• Direction: Show every line of the material below that contains the string "tree". Case counts.

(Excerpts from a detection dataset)

--

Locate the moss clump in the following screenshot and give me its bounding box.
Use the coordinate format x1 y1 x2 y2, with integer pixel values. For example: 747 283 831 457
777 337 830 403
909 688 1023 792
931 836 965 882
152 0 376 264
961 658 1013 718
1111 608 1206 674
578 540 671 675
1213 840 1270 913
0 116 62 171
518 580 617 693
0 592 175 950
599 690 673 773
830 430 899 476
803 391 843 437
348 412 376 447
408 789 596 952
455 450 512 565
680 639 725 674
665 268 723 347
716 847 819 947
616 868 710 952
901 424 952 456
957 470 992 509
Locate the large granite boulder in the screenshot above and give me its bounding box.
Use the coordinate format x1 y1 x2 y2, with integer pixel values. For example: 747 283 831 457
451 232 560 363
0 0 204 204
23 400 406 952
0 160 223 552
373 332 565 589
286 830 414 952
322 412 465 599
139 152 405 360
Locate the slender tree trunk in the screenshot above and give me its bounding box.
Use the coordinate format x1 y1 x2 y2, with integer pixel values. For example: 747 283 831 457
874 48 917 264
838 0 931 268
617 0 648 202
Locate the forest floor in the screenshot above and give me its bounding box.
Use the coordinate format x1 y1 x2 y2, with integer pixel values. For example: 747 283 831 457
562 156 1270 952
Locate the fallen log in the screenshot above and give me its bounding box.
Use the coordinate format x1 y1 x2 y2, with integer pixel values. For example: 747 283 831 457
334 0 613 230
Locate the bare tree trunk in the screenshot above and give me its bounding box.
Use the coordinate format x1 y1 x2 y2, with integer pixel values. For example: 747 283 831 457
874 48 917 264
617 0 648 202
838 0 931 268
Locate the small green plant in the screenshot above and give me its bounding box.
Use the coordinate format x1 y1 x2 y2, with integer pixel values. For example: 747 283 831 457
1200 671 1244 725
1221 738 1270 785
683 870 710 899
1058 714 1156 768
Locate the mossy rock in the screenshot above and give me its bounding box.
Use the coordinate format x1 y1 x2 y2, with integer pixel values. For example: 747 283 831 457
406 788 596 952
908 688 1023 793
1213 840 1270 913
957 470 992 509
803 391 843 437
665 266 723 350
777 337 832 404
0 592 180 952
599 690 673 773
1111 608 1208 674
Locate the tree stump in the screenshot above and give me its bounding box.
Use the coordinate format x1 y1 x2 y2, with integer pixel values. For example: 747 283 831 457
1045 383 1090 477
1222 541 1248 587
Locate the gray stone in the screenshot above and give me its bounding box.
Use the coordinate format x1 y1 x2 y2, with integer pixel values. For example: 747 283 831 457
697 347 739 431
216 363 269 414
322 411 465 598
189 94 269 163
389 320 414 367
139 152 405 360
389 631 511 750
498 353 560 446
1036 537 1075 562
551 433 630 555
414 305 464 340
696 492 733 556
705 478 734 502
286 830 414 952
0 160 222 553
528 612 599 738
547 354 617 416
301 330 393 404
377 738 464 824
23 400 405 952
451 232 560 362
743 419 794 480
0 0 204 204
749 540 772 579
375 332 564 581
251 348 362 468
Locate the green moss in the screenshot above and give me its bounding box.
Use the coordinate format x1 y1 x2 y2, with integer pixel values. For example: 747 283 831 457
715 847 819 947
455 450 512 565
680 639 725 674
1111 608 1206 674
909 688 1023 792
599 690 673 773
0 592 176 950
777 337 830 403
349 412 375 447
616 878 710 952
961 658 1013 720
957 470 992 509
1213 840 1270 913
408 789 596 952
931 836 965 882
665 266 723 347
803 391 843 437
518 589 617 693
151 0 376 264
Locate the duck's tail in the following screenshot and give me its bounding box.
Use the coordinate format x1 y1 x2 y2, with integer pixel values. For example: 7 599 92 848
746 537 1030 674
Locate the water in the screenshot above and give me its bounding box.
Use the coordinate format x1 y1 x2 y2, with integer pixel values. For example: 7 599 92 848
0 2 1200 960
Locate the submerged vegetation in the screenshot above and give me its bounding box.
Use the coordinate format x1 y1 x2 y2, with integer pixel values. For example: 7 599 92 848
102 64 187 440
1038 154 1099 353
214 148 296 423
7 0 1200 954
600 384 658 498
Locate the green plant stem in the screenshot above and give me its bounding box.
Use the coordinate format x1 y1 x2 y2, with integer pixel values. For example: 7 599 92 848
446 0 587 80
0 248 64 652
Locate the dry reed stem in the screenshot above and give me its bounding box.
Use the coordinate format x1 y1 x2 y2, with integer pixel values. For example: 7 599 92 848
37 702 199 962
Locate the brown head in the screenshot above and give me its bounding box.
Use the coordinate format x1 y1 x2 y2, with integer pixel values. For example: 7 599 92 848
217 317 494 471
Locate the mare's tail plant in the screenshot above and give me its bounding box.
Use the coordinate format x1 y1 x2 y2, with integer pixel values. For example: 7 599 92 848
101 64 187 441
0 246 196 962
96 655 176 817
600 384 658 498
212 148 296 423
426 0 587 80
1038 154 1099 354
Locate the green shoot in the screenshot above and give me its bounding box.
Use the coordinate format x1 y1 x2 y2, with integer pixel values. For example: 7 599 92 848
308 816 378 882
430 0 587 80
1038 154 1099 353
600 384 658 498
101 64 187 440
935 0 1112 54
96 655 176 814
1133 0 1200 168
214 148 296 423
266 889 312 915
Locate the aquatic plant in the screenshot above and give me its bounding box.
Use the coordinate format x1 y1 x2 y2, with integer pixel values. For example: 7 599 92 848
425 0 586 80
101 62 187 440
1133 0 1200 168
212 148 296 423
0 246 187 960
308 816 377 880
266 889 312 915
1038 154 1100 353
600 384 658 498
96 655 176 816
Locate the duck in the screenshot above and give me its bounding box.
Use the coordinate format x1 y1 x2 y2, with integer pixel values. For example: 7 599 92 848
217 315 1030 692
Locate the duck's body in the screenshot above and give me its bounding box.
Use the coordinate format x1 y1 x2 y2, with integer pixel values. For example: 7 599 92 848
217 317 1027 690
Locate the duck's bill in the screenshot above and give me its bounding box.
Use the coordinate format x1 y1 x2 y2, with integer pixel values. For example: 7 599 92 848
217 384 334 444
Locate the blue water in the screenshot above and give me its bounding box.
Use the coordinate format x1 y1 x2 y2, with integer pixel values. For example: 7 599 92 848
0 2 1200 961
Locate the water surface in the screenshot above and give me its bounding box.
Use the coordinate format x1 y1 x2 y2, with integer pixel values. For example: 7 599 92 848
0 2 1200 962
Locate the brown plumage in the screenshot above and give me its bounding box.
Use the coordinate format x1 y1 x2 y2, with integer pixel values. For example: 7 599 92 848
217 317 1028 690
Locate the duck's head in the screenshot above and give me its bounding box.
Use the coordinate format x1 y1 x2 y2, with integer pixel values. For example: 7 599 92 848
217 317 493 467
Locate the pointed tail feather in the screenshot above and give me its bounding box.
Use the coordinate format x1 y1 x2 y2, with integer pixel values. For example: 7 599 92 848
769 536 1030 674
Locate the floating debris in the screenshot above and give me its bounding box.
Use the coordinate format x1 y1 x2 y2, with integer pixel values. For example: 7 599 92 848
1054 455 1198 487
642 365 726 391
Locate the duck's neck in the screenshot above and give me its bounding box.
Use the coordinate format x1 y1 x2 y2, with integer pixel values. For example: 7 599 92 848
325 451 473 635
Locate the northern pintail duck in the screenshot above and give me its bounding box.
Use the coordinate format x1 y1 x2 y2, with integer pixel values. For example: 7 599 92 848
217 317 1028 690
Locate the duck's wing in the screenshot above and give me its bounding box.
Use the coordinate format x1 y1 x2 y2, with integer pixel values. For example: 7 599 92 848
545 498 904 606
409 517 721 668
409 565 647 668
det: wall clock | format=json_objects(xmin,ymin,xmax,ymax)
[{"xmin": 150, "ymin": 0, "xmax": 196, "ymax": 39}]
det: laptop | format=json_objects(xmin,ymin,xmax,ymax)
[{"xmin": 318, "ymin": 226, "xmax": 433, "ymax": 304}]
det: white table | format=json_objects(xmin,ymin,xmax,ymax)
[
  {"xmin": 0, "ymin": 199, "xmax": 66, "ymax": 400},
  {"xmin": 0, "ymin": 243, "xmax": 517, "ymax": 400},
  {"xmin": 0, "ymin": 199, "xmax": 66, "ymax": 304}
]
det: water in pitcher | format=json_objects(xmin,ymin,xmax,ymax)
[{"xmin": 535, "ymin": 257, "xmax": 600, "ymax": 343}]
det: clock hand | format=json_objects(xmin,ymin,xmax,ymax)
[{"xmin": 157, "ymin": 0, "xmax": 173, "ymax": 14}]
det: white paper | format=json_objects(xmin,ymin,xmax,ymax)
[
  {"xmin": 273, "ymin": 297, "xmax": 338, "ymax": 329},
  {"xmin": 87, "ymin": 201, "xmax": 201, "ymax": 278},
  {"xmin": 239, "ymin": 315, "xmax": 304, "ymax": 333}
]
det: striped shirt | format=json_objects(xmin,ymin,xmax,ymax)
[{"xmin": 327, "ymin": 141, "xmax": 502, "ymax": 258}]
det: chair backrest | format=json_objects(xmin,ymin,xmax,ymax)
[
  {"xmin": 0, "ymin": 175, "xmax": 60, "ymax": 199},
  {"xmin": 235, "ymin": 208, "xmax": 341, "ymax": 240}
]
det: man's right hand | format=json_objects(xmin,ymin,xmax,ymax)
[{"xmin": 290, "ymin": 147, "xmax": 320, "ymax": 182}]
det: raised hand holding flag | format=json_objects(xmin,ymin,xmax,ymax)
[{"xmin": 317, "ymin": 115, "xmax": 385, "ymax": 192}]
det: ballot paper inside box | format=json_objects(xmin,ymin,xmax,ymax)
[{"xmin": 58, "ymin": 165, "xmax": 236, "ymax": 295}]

--

• Solution:
Locate the slender tree trunk in the screenshot above and give me its bounding box.
Locate the bare tree trunk in the screenshot above and give me its bounding box.
Locate the tree stump in the screenshot above and give me its bounding box.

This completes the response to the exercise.